* Task instructions:
1. Say whether each statement below agrees with the hardware setup guide, answering yes or no and quoting the deciding words: (a) the machine cost about $1000 when it was put together; (b) the guide advises skipping SSH during installation; (c) the system has 24 GB of RAM.
2. Answer these questions from the hardware setup guide, one per line:
(a) What context size does it list?
(b) Which command verifies the GPU after the reboot?
(c) What does the NVIDIA Container Toolkit allow Docker to do?

Target Hardware Architecture

This is my hardware, I wanted something capable of running a mid range dense model, you can run smaller models on smaller VRAM, you would just need to adjust your model to a new one and your context size. At the time I put this together it represented a $1000 machine, it is likely more today with the current prices for memory and hard drives and GPUs.

Type Totals
GPU VRAM 24 GB (RTX 3090)
System RAM 64 GB
Context Size 262,144 Tokens
Model Qwen3.6-27B-Q4_K_M (Unsloth GGUF)

Core Downloads

Step-by-Step Deployment

Step 1 - Set Up Ubuntu with GPU (RTX 3090)

Install Ubuntu on your physical machine that hosts the RTX 3090. During installation, enable third-party drivers so NVIDIA drivers can be installed automatically.

There is a full install guide here https://ubuntu.com/tutorials/install-ubuntu-server#1-overview but basically download the server onto a USB and boot from that media. Most everything can just be left as the default, I would add SSH when you get to the screen that has that to ensure you can access this remotely later.

# After install, verify GPU visibility
ubuntu-drivers devices

# Install recommended NVIDIA driver
sudo ubuntu-drivers autoinstall

# Reboot to apply
sudo reboot

# Verify GPU
nvidia-smi

Step 2 - Install Docker + NVIDIA Container Toolkit

Add Docker so you can run GPU-accelerated containers for llama.cpp. This step also installs the NVIDIA Container Toolkit so Docker can access the GPU.

Region pointing data:

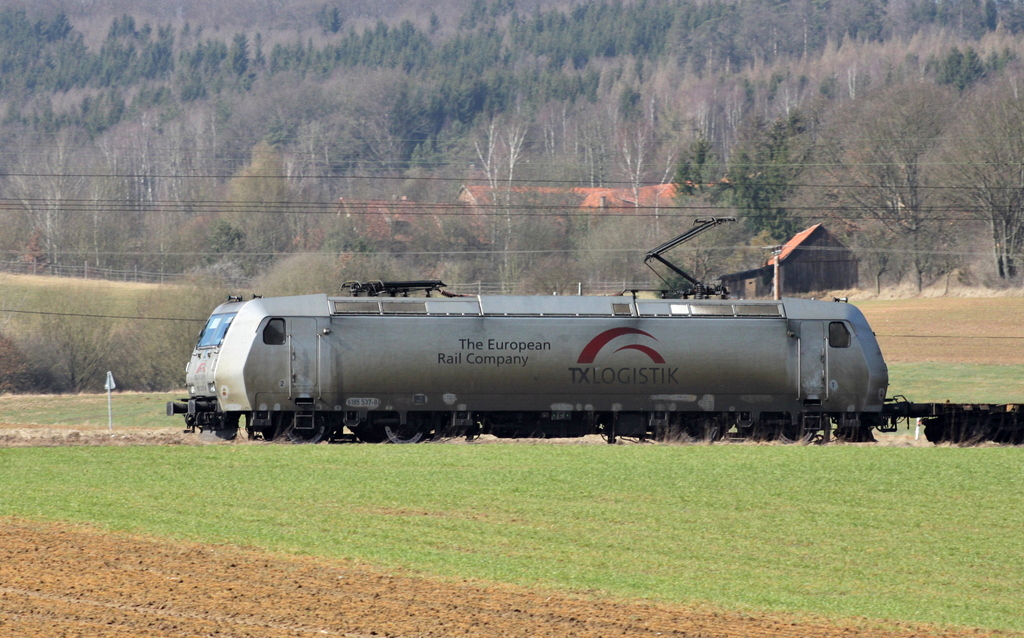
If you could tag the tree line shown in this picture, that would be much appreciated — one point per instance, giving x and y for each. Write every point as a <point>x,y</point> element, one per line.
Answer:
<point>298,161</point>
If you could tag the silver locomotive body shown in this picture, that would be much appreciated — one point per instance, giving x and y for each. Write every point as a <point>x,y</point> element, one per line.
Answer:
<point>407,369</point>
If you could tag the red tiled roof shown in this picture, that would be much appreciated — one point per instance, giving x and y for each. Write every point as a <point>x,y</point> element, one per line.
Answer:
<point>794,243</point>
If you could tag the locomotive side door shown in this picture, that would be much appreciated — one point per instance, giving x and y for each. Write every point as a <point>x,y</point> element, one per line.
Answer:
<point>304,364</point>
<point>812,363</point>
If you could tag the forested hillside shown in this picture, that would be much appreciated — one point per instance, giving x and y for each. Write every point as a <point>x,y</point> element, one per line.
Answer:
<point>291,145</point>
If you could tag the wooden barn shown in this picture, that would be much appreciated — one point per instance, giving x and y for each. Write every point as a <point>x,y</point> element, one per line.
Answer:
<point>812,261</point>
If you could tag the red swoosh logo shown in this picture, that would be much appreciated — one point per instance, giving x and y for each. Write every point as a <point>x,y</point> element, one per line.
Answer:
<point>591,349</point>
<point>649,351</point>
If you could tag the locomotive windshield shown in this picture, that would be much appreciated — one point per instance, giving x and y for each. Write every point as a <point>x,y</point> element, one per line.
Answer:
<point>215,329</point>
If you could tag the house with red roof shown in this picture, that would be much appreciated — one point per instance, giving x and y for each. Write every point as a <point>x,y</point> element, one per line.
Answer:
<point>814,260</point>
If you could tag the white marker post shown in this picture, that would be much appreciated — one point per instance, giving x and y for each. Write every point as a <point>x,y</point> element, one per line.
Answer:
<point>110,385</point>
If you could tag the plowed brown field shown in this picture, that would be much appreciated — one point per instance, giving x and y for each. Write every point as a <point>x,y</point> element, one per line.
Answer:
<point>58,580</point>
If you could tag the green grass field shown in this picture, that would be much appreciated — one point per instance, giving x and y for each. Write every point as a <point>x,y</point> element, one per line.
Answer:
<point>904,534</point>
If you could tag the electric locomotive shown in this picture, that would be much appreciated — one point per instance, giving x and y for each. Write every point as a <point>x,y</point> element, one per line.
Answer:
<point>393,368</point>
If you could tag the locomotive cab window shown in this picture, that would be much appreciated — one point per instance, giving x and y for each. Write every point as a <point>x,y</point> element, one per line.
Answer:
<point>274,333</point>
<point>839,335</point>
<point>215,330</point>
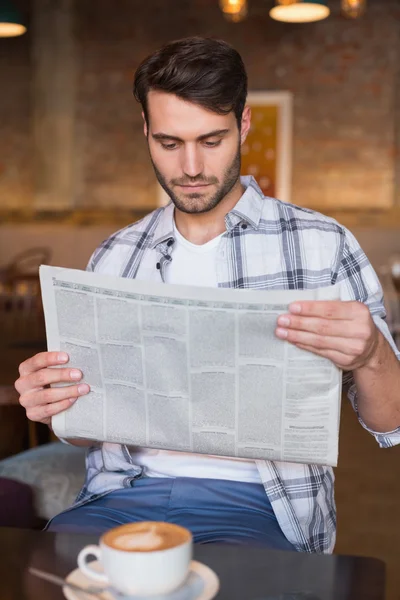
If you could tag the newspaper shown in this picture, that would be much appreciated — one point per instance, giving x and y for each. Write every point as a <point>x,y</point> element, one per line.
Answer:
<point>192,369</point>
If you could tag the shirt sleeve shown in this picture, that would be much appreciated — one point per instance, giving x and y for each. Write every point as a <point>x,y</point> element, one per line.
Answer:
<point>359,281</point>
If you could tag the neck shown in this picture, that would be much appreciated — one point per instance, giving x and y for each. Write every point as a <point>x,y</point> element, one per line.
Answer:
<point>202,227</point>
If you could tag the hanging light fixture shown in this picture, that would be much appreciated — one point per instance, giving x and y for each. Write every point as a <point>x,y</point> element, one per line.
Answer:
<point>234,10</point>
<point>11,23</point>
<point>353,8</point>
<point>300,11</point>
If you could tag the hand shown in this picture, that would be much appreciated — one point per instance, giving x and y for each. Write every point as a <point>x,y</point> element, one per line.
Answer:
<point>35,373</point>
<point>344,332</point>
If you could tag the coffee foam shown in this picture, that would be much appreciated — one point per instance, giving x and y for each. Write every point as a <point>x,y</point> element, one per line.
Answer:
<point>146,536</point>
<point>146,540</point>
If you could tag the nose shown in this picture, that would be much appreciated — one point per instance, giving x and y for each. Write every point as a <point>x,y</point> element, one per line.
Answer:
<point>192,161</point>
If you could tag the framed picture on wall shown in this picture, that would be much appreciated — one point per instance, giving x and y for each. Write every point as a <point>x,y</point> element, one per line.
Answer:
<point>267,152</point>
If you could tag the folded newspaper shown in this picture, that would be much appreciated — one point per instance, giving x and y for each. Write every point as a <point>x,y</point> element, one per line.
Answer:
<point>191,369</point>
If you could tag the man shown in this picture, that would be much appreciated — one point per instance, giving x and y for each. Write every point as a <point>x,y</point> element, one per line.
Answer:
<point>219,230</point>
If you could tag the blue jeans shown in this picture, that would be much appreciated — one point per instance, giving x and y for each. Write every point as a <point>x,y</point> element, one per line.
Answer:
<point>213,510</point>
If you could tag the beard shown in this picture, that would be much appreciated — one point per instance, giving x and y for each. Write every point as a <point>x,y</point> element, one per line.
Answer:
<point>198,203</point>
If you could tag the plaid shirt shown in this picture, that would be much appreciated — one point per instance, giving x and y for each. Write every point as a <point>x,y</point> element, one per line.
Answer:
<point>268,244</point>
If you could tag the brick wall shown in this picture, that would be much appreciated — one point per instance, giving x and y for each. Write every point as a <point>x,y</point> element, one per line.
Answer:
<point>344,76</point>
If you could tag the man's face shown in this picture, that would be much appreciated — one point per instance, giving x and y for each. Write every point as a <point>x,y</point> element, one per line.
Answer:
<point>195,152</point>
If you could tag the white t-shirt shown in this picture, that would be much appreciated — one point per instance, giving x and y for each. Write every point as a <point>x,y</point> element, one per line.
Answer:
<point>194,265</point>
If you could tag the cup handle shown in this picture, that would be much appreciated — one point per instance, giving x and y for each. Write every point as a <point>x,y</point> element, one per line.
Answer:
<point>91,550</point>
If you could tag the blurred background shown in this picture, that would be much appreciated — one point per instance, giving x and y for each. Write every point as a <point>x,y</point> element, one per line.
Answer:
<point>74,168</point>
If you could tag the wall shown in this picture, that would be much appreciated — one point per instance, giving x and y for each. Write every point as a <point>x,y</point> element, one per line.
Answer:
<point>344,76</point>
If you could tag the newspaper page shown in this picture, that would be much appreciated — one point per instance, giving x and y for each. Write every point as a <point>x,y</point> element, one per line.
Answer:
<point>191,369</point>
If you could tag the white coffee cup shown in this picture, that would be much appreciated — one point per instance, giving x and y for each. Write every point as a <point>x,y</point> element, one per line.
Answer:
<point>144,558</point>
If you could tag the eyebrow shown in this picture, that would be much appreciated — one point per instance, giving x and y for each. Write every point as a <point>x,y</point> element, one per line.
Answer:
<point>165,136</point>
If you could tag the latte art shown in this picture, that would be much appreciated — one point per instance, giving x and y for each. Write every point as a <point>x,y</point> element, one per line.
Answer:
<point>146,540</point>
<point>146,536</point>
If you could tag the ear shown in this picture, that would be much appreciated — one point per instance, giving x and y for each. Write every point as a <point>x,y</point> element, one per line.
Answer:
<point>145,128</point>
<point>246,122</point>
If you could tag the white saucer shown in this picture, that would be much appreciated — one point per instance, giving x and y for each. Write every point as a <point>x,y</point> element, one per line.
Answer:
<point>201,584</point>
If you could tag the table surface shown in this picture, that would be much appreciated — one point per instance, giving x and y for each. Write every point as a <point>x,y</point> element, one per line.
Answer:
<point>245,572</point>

* Solutions:
1.
(a) Yes: "At the time I put this together it represented a $1000 machine"
(b) No: "I would add SSH when you get to the screen that has that to ensure you can access this remotely later."
(c) No: "System RAM 64 GB"

2.
(a) 262,144 tokens
(b) nvidia-smi
(c) Access the GPU